* [Exercise materials]
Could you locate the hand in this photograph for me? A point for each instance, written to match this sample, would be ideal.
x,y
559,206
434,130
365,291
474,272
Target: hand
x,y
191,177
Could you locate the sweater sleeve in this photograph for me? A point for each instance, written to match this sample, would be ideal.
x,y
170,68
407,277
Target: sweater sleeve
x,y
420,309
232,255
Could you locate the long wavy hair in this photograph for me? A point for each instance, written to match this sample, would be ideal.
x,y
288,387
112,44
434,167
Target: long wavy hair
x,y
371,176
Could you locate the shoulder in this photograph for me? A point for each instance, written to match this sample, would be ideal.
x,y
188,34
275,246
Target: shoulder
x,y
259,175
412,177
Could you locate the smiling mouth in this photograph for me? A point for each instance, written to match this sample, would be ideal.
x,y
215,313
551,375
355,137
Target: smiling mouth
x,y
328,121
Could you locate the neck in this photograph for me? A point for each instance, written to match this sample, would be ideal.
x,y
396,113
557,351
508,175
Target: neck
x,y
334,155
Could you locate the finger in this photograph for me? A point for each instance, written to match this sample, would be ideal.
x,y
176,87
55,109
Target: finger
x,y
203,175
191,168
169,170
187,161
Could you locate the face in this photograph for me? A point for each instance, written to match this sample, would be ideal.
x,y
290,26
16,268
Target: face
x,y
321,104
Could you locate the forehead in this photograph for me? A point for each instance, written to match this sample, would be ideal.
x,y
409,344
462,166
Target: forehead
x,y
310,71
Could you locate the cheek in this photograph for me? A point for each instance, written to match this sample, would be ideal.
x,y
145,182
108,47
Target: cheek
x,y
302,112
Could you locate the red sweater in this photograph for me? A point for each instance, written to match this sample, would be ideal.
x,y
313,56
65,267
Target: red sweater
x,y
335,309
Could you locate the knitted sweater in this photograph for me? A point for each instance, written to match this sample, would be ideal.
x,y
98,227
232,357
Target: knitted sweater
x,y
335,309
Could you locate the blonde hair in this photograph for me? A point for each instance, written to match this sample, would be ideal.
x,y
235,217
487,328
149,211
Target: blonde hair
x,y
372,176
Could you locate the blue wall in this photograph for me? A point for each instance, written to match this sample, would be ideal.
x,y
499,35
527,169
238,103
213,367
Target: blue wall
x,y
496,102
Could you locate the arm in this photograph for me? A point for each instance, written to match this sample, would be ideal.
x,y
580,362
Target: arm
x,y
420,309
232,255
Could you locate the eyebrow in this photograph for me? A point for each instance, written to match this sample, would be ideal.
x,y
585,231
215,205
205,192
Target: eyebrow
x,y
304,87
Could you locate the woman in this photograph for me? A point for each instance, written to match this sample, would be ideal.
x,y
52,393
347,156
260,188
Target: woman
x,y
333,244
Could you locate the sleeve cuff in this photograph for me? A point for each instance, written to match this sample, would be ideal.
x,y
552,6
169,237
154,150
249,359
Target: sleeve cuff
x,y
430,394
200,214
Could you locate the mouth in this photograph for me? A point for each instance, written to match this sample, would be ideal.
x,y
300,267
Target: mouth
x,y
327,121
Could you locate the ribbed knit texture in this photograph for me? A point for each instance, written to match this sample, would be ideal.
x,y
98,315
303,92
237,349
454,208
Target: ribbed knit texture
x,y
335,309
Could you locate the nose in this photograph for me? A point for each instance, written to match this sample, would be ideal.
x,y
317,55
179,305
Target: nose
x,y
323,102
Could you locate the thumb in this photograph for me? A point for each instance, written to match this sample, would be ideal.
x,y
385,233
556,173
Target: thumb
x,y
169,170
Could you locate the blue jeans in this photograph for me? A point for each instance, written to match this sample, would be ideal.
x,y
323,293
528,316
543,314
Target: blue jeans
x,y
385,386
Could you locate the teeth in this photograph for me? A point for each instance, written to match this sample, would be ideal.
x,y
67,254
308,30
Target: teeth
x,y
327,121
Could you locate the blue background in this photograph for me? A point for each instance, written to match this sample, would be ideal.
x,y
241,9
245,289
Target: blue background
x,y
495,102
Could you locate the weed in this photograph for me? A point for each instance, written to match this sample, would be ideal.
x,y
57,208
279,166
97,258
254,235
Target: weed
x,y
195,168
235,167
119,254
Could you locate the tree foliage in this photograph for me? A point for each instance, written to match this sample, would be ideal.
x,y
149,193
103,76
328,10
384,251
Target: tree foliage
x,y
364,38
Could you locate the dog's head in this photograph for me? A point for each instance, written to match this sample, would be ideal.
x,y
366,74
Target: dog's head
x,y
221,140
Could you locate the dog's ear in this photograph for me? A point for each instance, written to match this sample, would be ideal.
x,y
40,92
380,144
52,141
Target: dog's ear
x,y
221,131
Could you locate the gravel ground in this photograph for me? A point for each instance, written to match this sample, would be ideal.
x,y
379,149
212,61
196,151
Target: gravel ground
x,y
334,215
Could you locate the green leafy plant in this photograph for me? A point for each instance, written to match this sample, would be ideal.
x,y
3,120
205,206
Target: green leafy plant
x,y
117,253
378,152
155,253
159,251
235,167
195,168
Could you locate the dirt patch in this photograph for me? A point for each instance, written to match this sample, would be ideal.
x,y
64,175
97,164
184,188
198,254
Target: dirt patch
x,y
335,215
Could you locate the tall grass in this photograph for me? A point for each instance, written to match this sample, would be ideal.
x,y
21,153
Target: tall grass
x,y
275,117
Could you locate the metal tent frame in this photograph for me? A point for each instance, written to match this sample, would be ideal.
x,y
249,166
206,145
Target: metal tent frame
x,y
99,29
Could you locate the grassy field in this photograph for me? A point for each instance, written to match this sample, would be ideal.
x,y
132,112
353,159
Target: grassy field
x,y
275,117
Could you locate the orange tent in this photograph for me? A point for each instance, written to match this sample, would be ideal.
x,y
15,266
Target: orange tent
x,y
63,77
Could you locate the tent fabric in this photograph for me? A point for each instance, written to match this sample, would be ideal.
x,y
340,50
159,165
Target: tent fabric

* [Work request] Return the complete material exactly as it appears.

* [Written answer]
Could you locate the hand in this photograph for me? A point for each instance, written to match this sample, would be ideal.
x,y
559,206
434,130
365,291
474,272
Target: hand
x,y
191,177
Could you locate the sweater sleeve in this photograph for me? A point for each instance, written to match this sample, would be ideal.
x,y
170,68
407,277
Target: sweater sleeve
x,y
420,309
232,255
Could you locate the long wavy hair in this photograph for me? A point for each instance, written to match this sample, would be ideal.
x,y
288,387
112,44
434,167
Target: long wavy hair
x,y
371,176
Could you locate the shoulder in this photograph for me? A point for each instance, written to match this sample, would be ideal.
x,y
188,34
275,246
Target: shoulder
x,y
259,175
412,177
Could you locate the smiling mouth in this photograph for me? A point for each instance, written to match this sample, would be ideal.
x,y
215,313
551,375
355,137
Target: smiling mouth
x,y
328,121
Could you locate the neck in this photograph for me? A point for each instance, written to match this sample, would be ideal.
x,y
396,113
557,351
508,175
Target: neck
x,y
334,155
Could you locate the finger in this photograph for me? A point for each instance, written to match this sample, would be ideal.
x,y
176,87
55,109
Target: finger
x,y
203,175
191,168
169,170
187,161
Could you locate the face in this photograph for me? A point for each instance, written to match this sample, would be ideal.
x,y
290,26
16,268
Target: face
x,y
321,104
Could you locate the forehead in this photograph for me? A point for each instance, written to match this sample, would be ideal.
x,y
409,344
462,166
Target: forehead
x,y
310,71
Could you locate the cheek in this photograph for me? A point for each instance, written to match this sample, would be ideal.
x,y
145,182
108,47
Target: cheek
x,y
302,112
Could you locate the red sweater in this photograph for me? A point for each instance, written to match this sample, would be ideal.
x,y
313,56
65,267
Target: red sweater
x,y
335,309
Could you locate the knitted sweater in this photograph for me? A point for each instance, written to match this sample, would be ideal.
x,y
98,227
232,357
Target: knitted sweater
x,y
335,309
Could you locate the blonde hair in this photograph for me? A point for each instance, written to match this sample, would be ideal.
x,y
235,217
487,328
149,211
Target: blonde hair
x,y
372,176
Could you locate the blue wall in this photograph for me? A point for each instance, written to match this sample, would be ideal.
x,y
499,35
527,169
238,103
213,367
Target: blue wall
x,y
496,102
Could you locate the arm in this photograph for me? A point for each instance, written to match this sample, would be ideal.
x,y
580,362
Target: arm
x,y
420,309
232,255
Could you locate the eyebrow in this photograph for me? A point for each instance, written to match this sample, would be ideal.
x,y
585,231
215,205
205,192
Target: eyebrow
x,y
304,87
Could you locate the woman in this photograph for me? A point for each instance, written to match this sample, would be ideal.
x,y
52,393
347,156
260,188
Target: woman
x,y
333,244
Could you locate the sleeve cuff in this photograph for me? A point for each instance, written to match this sample, would be ideal.
x,y
552,6
169,237
154,150
249,359
Target: sleeve cuff
x,y
430,394
200,214
Could you locate the mouth in this photograph for me? A point for each instance, written to match this sample, would be ideal.
x,y
300,267
Target: mouth
x,y
327,121
Could you locate the ribbed knit texture in this photograph for me? A point for each instance, written to match this sample, would be ideal.
x,y
98,315
303,92
237,349
454,208
Target: ribbed knit texture
x,y
335,309
Could you locate the nose in this photograph for me? A point for each instance, written to match this sample, would be ideal.
x,y
317,55
179,305
Target: nose
x,y
323,102
Could you locate the thumb in this photograph for me? A point for each instance, written to match this sample, would be ideal.
x,y
385,233
556,173
Target: thumb
x,y
169,170
Could you locate the blue jeans in this photograph for me? A point for each instance, written to match this sample, would be ideal.
x,y
323,293
528,316
543,314
Target: blue jeans
x,y
385,386
Could you locate the teeth in this photograph for me? A point for each instance, written to match this sample, would be ideal.
x,y
67,254
308,30
Target: teeth
x,y
327,121
Could you locate the blue background in this photograph for me? A point for each instance, written to match this sample, would be ideal.
x,y
241,9
245,289
Target: blue background
x,y
495,102
Could you locate the weed in this photograph for me? A point for each instance, written to match this sample, would be ideal.
x,y
57,208
279,166
97,258
254,235
Target: weed
x,y
195,168
235,167
119,254
Could you locate the tree foliage in this photograph for me? A point for each instance, written to match this sample, would be ideal.
x,y
149,193
103,76
328,10
384,251
Target: tree foliage
x,y
364,38
Could you locate the dog's head in this photograph for me? A point for each instance, written to match this sample, would be ideal.
x,y
366,74
Target: dog's head
x,y
221,140
Could you locate the dog's ear in this photograph for me? A point for each instance, written to match this sample, would be ideal.
x,y
40,92
380,144
52,141
Target: dog's ear
x,y
221,131
Could you locate the gravel ground in this photograph for me? A point for each instance, written to match this sample, would be ideal.
x,y
379,149
212,61
196,151
Target: gravel ground
x,y
334,215
Could you locate the green leafy plant in this photograph for me? A point for each instance, written to match this sample, would be ideal.
x,y
3,120
205,206
Target: green leafy plant
x,y
117,253
378,152
155,253
159,251
235,167
195,168
Could you locate the dirt patch in this photograph for me? A point for each instance, written to match this sample, would be ideal.
x,y
64,175
97,164
184,188
198,254
Target: dirt patch
x,y
335,215
Could you locate the tall grass in this photograph for me? A point for each instance, written to match this sample, would be ideal.
x,y
21,153
Target: tall grass
x,y
275,117
Could you locate the metal tent frame in this photograph for me? A point for each instance, written to match this sample, would be ideal.
x,y
249,166
206,145
Target: metal tent frame
x,y
99,29
Could you locate the grassy field in this photograph for me? A point for each instance, written to match this sample, would be ideal.
x,y
132,112
353,159
Target: grassy field
x,y
275,117
Could you locate the orange tent in this photograph for me? A point for each instance, written to match this sample, would be ideal.
x,y
15,266
Target: orange tent
x,y
63,77
Could you locate the tent fabric in this photograph for me? A point for each instance, written to match this sample, would be ideal.
x,y
340,50
159,165
Target: tent fabric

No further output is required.